◆ **What to work on**:
Reproduce word for word the lines between those holding "Query: insect body" and "[(199, 60)]", inclusive, and nothing else from the data below.

Collected data entries
____

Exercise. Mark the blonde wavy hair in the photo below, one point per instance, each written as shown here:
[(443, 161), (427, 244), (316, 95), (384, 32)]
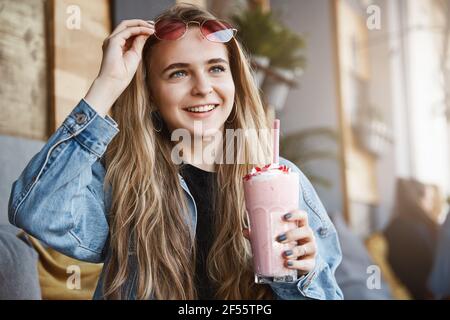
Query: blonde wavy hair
[(151, 240)]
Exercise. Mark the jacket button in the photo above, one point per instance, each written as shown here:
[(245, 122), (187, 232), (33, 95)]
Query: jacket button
[(80, 118)]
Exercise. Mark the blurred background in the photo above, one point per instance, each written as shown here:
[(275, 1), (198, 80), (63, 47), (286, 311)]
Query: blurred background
[(362, 89)]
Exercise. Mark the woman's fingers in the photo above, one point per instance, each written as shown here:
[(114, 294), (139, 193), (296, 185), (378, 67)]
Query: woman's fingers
[(131, 23), (301, 217), (126, 34), (303, 266)]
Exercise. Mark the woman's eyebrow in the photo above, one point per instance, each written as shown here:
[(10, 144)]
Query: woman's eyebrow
[(180, 65)]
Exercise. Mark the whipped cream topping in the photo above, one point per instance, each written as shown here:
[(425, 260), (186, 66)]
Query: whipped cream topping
[(269, 169)]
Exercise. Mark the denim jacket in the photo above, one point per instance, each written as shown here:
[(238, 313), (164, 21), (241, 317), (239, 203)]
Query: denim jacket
[(59, 198)]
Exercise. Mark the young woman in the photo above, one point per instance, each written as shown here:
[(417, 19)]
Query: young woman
[(166, 230)]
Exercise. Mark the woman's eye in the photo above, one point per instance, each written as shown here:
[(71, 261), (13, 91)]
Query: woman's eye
[(217, 69), (177, 74)]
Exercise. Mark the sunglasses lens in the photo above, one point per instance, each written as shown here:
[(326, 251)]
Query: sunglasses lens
[(168, 29), (217, 31)]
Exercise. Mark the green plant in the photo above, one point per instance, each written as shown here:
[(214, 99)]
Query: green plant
[(299, 149), (287, 50)]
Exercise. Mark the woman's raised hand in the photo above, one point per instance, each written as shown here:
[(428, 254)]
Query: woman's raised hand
[(122, 53)]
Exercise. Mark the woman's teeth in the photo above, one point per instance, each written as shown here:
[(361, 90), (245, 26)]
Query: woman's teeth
[(205, 108)]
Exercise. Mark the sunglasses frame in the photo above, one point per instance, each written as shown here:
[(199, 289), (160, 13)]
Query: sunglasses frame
[(200, 29)]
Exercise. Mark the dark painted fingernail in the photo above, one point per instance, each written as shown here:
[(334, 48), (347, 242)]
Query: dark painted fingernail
[(288, 253), (282, 237)]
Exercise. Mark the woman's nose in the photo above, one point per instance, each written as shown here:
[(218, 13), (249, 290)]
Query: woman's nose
[(202, 86)]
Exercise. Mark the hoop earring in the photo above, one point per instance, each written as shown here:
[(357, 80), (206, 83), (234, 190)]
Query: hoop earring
[(156, 118), (235, 112)]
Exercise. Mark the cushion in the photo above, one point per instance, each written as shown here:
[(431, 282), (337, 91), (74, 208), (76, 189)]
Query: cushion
[(18, 267), (65, 278)]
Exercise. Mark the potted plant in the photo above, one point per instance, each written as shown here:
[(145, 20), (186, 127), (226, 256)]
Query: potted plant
[(303, 148), (256, 33)]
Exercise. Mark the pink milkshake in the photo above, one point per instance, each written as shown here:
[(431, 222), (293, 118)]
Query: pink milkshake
[(270, 193)]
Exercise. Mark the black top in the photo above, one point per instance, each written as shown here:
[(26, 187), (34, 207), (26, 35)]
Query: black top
[(202, 185)]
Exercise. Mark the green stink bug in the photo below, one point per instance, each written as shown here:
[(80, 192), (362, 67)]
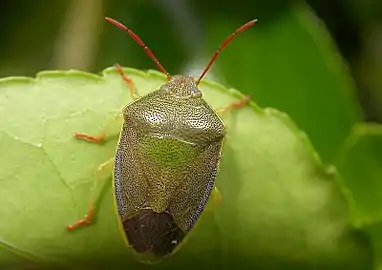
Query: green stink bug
[(166, 160)]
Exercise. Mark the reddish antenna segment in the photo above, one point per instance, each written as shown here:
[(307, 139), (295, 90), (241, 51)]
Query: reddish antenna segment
[(223, 45), (141, 43)]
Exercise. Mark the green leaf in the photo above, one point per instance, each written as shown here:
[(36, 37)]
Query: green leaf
[(281, 208), (290, 63), (361, 165)]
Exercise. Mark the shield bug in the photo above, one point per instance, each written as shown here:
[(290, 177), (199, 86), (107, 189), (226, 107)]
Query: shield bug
[(166, 160)]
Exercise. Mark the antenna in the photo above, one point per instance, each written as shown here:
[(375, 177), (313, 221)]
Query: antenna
[(223, 45), (141, 43)]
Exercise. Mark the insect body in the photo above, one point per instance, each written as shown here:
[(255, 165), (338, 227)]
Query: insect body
[(166, 160)]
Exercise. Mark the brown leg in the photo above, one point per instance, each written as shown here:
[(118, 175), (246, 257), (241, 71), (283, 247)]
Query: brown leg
[(235, 105), (129, 82), (217, 196), (88, 218), (98, 138)]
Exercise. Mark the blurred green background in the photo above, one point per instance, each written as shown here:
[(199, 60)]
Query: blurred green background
[(300, 53), (318, 61)]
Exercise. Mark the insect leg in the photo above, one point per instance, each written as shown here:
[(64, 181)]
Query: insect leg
[(235, 105), (101, 136), (216, 195), (128, 81), (88, 218)]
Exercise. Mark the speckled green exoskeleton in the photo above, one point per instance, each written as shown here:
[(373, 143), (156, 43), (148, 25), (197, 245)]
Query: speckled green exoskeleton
[(166, 160)]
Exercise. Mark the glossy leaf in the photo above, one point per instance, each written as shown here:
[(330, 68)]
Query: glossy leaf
[(281, 207)]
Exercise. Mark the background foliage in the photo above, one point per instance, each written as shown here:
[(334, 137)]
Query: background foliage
[(318, 61)]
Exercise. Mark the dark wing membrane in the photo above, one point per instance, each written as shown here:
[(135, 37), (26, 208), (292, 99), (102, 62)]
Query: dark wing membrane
[(192, 196), (129, 181)]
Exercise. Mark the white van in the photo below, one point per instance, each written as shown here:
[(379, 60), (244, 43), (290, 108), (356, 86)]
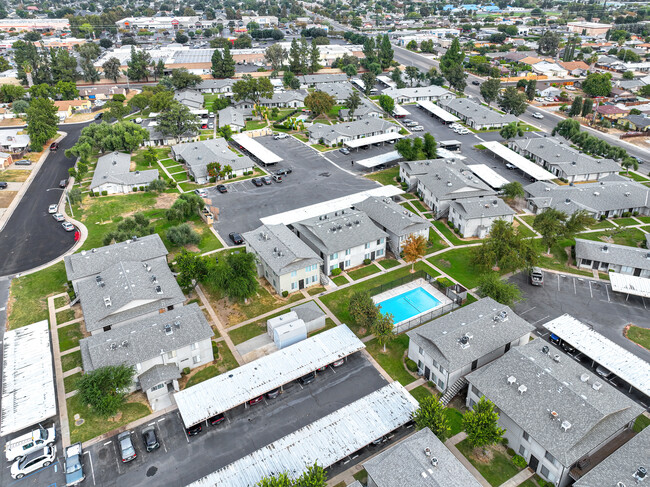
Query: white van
[(29, 442)]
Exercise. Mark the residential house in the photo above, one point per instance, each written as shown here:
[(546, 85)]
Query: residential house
[(421, 93), (113, 175), (343, 132), (89, 263), (476, 115), (558, 157), (158, 348), (474, 216), (441, 181), (420, 460), (609, 198), (555, 411), (285, 261), (606, 257), (450, 347), (343, 239), (197, 155), (395, 220)]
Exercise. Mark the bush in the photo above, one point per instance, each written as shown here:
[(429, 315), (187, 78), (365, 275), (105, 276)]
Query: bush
[(412, 366)]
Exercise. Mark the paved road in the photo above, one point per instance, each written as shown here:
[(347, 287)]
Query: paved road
[(31, 237)]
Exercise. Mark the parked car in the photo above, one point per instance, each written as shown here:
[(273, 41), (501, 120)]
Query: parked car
[(236, 238), (33, 461), (126, 446), (150, 439)]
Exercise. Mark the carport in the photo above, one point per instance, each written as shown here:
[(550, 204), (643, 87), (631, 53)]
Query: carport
[(324, 442), (373, 139), (256, 150), (251, 380), (602, 351), (536, 172)]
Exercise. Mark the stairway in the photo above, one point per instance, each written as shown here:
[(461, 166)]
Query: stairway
[(453, 390)]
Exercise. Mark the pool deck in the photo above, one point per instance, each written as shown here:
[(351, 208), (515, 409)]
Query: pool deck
[(391, 293)]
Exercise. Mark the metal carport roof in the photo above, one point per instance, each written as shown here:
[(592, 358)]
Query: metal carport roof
[(251, 380)]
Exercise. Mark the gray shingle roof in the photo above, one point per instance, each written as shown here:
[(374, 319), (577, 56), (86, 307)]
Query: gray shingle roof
[(440, 337), (129, 291), (145, 339), (280, 248), (613, 254), (406, 464), (88, 263), (392, 216), (591, 415), (348, 229), (115, 168)]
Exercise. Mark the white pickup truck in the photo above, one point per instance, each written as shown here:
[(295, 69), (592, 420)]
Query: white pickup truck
[(29, 442)]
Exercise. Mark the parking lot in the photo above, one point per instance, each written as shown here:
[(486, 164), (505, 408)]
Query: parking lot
[(313, 179)]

____

◆ **Answer box**:
Query: insect body
[(166, 160)]
Exercise. Mark the brown leg in the photo above, one point per instance, each written as shown here:
[(118, 175), (246, 257), (241, 71), (283, 247)]
Query: brown leg
[(235, 105), (129, 82), (217, 196), (88, 218), (98, 138)]
Exercise. Mark the blurred green background in the photo above, one point per instance, each written as shown here:
[(199, 60)]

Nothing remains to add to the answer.